Exercise prompt – Swap "fallen log" for "downed tree" in the material below and leave everything else unchanged.

════

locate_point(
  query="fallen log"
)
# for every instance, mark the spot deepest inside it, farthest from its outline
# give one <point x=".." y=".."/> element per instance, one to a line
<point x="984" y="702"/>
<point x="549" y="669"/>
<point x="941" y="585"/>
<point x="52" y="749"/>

════

Answer to the exercise –
locate_point(
  query="downed tree"
)
# for every instance, mark the spot deepest inside it, farthest from its outline
# give one <point x=".." y=".."/> element per instance, one to a line
<point x="984" y="702"/>
<point x="549" y="669"/>
<point x="941" y="585"/>
<point x="52" y="749"/>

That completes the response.